*TEXT PASSAGE*
Thursday 17 February 2022

JARRED McGINNIS - THE COWARD (2021)


Synopsis/blurb...

A BBC Two Between the Covers book club pick.

Question: what’s worse than being in a wheelchair?

Answer: being a f--k-up in a wheelchair.

After a car accident Jarred discovers he’ll never walk again. Confined to a ‘giant roller-skate’, he finds himself with neither money nor job. Worse still, he’s forced to live back home with the father he hasn’t spoken to in 10 years.

Add in a shoplifting habit, an addiction to painkillers and the fact that total strangers now treat him like he’s an idiot, it’s a recipe for self-destruction. How can he stop himself careering out of control?

As he tries to piece his life together again, he looks back over his past - the tragedy that blasted his family apart, why he ran away, the damage he’s caused himself and others - and starts to wonder whether, maybe, things don’t always have to stay broken after all.

The Coward is about hurt and forgiveness. It’s about how the world treats disabled people. And it’s about how we write and rewrite the stories we tell ourselves about our lives - and try to find a happy ending.

*SET PROBLEM 1*
Print the stretch of the book blurb from "JARRED McGINNIS - THE" through "in a wheelchair.", word for word.
*SET PROBLEM 2*
List the things from his past that the book blurb says he looks back over as he tries to piece his life together again.
You won't need the lines that come after this blurb.

*GIVEN ENTRIES*

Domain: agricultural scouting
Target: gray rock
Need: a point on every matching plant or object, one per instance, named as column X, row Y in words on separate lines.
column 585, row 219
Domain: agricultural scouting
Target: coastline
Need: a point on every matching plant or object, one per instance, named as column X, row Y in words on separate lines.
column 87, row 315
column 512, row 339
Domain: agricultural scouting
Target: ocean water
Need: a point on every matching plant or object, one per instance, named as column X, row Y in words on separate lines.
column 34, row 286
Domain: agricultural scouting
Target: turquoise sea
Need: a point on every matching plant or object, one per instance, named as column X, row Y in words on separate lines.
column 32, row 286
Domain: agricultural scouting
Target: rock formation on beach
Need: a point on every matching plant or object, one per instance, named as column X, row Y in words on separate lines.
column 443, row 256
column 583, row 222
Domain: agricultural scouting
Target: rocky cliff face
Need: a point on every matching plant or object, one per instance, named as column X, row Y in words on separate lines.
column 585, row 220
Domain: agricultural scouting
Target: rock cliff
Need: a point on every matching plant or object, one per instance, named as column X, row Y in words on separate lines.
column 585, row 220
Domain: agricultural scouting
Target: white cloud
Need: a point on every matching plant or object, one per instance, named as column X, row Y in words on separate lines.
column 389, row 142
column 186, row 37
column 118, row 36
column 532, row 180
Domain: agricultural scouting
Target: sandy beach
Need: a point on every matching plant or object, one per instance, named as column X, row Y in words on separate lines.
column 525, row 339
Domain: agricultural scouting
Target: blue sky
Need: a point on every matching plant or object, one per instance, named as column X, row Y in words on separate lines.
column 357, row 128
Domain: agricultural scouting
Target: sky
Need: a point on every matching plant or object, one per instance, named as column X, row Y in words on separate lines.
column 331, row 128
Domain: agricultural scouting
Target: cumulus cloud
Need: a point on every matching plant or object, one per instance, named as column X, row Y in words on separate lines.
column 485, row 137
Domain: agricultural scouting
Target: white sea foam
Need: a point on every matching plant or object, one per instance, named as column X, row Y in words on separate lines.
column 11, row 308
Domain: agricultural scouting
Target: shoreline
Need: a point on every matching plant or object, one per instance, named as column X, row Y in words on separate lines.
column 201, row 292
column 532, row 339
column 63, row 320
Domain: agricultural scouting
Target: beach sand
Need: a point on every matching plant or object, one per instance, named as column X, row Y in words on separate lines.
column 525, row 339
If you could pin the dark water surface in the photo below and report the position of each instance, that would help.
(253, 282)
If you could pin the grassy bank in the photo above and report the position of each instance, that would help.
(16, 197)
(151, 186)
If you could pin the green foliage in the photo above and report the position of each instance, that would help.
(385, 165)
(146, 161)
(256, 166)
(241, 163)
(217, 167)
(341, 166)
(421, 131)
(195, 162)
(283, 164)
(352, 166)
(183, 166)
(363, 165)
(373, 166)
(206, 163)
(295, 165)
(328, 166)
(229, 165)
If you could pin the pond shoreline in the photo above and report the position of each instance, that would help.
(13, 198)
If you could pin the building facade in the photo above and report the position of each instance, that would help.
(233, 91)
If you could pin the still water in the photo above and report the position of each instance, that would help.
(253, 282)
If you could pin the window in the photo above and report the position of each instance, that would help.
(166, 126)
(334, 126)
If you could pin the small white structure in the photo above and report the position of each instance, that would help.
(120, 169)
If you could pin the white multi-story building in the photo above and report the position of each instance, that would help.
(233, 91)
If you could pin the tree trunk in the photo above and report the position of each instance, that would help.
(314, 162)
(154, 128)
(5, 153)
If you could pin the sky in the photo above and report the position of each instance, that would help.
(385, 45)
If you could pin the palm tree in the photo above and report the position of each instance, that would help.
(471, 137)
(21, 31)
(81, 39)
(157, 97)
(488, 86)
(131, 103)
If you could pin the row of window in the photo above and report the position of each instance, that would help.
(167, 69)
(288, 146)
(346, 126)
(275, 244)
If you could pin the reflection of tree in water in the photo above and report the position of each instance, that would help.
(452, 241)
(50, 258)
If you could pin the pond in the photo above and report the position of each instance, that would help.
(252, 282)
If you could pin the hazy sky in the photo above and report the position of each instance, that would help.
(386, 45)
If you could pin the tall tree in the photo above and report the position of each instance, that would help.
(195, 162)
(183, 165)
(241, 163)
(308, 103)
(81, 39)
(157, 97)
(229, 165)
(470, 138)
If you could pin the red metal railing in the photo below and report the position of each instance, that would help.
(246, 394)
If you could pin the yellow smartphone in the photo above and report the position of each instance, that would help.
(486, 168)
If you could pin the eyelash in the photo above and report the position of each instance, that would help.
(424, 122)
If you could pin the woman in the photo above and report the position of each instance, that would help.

*OUTPUT 1*
JARRED McGINNIS - THE COWARD (2021)


Synopsis/blurb...

A BBC Two Between the Covers book club pick.

Question: what’s worse than being in a wheelchair?

Answer: being a f--k-up in a wheelchair.

*OUTPUT 2*
- The tragedy that blasted his family apart
- Why he ran away
- The damage he's caused himself and others